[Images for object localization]
=== Begin Enclosure ===
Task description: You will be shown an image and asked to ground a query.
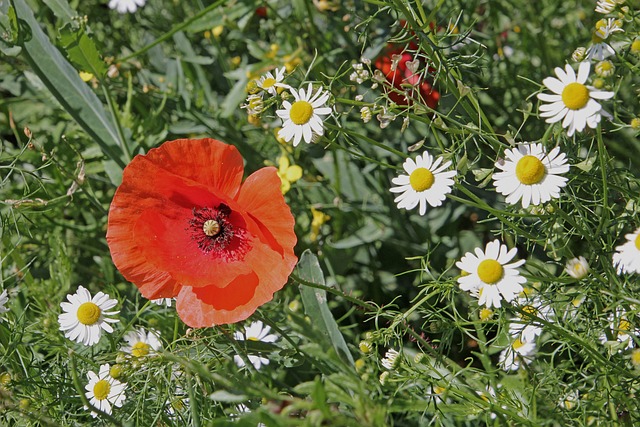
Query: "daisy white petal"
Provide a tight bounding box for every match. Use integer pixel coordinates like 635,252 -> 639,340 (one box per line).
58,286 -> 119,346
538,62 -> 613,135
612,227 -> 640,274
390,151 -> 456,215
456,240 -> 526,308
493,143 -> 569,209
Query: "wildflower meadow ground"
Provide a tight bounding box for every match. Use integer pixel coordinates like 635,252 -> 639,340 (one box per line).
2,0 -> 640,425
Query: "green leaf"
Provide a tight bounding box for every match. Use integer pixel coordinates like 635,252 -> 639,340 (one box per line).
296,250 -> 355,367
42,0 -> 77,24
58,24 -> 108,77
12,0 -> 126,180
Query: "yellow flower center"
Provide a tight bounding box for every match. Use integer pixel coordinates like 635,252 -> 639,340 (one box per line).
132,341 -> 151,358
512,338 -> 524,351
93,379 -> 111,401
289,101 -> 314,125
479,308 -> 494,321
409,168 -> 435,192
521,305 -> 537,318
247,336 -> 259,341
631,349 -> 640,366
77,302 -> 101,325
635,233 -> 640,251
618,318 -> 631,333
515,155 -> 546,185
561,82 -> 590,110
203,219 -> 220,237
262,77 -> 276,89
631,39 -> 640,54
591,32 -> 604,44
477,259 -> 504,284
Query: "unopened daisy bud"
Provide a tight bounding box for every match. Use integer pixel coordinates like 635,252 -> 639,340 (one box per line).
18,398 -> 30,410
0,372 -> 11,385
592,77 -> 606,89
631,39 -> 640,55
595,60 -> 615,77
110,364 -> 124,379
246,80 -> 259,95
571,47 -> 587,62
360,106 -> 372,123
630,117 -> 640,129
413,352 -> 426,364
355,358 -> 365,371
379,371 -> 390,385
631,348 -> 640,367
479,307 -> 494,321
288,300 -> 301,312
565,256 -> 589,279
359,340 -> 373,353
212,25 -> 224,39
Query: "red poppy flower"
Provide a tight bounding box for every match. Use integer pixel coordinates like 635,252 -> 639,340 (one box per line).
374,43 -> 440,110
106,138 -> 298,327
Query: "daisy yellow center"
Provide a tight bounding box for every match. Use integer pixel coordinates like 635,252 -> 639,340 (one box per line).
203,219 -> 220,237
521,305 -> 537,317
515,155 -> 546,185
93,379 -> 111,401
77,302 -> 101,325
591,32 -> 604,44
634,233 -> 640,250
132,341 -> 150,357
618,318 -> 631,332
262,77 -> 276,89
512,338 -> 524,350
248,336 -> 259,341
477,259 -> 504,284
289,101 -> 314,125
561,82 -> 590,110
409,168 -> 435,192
=== End Enclosure ===
=== Begin Enclosure ===
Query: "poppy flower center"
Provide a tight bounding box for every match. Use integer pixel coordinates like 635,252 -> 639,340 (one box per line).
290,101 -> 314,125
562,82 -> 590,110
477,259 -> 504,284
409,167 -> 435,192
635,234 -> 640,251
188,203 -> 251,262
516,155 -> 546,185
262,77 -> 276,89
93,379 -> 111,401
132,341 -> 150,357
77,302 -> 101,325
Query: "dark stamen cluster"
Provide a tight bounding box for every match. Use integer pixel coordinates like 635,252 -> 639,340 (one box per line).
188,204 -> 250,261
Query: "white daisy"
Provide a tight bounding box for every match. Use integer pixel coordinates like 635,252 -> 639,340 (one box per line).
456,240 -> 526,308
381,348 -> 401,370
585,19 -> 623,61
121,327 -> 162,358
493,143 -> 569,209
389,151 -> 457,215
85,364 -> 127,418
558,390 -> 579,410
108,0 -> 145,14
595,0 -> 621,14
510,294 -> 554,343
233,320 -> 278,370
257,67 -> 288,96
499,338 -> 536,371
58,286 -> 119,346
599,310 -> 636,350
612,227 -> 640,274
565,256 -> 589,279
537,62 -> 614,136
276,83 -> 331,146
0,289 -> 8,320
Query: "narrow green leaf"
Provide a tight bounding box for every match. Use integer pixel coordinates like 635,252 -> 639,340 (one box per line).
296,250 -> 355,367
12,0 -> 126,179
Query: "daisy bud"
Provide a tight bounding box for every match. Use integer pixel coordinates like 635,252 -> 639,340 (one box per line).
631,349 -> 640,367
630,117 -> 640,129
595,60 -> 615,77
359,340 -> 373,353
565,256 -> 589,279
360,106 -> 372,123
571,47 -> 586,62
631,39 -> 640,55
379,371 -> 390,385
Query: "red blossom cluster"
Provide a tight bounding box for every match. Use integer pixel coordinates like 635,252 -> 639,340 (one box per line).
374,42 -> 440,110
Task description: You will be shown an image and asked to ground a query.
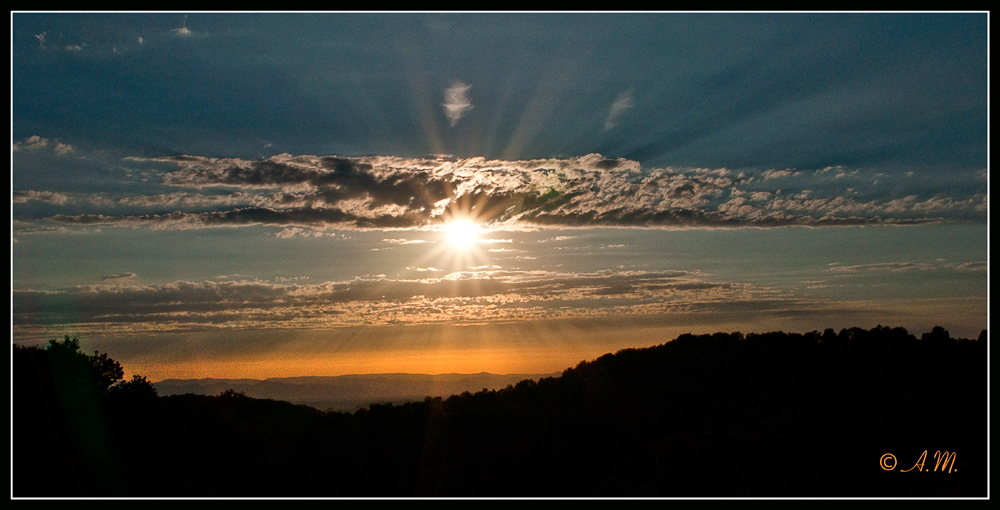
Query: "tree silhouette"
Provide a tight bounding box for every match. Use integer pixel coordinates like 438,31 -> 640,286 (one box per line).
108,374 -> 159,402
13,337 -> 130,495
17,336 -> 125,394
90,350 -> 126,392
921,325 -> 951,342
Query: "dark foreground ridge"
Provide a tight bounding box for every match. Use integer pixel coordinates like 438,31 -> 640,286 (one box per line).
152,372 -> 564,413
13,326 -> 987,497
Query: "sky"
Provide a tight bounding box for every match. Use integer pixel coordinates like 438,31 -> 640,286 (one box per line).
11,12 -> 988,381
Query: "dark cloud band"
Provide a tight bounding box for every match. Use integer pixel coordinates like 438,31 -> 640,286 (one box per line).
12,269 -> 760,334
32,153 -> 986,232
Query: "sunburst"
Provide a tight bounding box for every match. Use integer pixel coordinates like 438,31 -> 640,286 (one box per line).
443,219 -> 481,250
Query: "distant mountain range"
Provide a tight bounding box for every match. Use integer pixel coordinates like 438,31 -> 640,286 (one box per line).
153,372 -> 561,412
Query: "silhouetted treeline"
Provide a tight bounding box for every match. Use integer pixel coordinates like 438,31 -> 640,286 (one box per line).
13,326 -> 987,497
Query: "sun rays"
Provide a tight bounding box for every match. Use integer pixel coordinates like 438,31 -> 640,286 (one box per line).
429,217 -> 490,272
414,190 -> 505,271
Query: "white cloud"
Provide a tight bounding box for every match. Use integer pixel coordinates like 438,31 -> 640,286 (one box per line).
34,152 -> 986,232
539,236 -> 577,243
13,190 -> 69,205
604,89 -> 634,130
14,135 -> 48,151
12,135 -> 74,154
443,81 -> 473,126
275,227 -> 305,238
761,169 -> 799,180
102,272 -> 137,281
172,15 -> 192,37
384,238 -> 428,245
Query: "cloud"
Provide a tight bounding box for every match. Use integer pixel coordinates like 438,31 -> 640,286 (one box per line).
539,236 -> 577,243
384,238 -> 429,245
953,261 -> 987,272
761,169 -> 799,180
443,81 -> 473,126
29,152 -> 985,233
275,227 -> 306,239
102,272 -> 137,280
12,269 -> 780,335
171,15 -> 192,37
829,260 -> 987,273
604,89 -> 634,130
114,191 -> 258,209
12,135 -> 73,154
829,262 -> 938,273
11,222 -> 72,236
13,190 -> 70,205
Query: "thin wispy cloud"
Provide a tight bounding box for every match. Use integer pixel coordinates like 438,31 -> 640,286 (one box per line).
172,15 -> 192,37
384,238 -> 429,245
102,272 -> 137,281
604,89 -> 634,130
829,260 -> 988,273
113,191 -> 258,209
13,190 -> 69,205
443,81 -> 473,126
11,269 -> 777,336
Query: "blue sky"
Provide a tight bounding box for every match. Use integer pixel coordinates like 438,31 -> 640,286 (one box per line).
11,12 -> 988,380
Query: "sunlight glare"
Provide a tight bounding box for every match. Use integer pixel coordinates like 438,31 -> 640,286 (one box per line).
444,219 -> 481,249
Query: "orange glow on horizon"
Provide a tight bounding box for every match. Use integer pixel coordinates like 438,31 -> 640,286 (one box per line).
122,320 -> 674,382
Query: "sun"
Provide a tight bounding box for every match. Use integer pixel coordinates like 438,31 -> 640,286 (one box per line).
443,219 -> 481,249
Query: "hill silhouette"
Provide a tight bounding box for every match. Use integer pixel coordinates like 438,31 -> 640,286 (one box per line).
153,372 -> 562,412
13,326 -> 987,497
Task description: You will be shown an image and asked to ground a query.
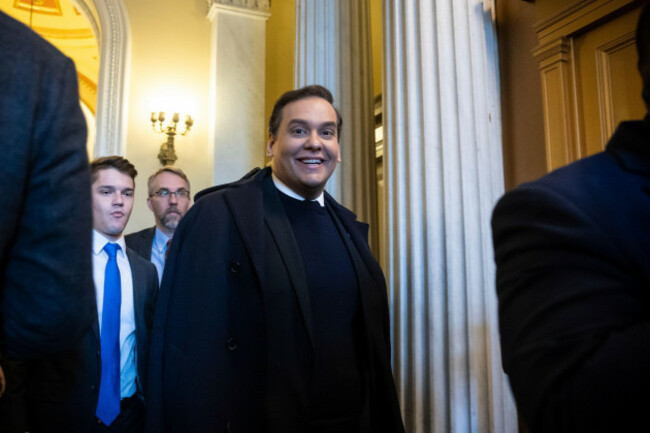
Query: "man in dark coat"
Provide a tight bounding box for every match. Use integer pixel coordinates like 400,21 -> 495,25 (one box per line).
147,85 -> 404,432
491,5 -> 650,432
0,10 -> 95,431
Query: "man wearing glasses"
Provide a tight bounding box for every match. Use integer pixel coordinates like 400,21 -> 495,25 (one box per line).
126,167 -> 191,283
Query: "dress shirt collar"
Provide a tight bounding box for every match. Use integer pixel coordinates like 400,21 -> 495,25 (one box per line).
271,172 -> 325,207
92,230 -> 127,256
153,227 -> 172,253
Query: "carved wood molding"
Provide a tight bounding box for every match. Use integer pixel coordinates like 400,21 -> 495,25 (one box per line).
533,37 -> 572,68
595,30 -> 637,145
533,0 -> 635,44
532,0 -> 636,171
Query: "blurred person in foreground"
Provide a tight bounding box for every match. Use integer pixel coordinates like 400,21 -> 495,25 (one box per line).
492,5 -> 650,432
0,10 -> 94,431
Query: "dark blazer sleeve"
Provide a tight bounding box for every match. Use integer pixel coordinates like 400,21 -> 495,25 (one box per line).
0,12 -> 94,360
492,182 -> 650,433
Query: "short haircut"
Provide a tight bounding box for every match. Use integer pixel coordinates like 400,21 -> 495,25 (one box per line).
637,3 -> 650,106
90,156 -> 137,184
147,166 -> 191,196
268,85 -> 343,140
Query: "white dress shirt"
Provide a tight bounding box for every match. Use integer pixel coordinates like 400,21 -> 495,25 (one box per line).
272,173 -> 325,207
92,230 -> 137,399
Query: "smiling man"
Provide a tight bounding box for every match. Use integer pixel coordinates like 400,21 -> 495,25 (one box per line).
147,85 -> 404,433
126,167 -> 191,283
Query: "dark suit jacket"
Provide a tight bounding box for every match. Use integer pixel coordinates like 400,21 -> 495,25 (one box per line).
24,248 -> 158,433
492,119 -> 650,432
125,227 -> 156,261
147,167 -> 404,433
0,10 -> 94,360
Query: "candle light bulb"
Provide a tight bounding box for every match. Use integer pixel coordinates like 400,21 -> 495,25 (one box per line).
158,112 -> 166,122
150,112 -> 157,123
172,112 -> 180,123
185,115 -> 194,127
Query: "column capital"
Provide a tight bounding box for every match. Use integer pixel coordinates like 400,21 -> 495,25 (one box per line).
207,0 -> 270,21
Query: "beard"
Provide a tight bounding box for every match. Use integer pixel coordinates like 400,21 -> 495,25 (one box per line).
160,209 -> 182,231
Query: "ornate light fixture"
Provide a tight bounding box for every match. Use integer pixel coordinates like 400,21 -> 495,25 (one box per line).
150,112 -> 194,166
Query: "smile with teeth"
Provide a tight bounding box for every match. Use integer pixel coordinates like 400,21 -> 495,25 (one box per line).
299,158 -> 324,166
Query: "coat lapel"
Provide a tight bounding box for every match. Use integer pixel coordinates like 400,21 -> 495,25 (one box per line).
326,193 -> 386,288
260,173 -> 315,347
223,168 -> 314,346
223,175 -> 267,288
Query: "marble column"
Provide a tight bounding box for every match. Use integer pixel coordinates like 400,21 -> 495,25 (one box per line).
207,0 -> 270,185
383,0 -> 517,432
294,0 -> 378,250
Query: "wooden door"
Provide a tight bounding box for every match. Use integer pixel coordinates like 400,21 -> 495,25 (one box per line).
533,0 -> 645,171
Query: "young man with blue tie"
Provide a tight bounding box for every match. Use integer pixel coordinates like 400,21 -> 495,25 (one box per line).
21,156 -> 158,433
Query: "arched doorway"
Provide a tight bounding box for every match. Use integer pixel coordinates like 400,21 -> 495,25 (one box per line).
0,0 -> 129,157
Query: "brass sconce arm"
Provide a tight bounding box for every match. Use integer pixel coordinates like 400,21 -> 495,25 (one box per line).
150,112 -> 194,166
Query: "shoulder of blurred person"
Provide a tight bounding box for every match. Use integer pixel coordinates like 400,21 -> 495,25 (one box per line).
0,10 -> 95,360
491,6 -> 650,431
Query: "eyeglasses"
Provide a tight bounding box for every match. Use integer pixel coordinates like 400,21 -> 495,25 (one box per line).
=== End Enclosure ===
Reproduce each line of the records in which the word "shirt" appears.

Response to the exercise —
Query: "dress shirt collar"
Query: "white dress shirt"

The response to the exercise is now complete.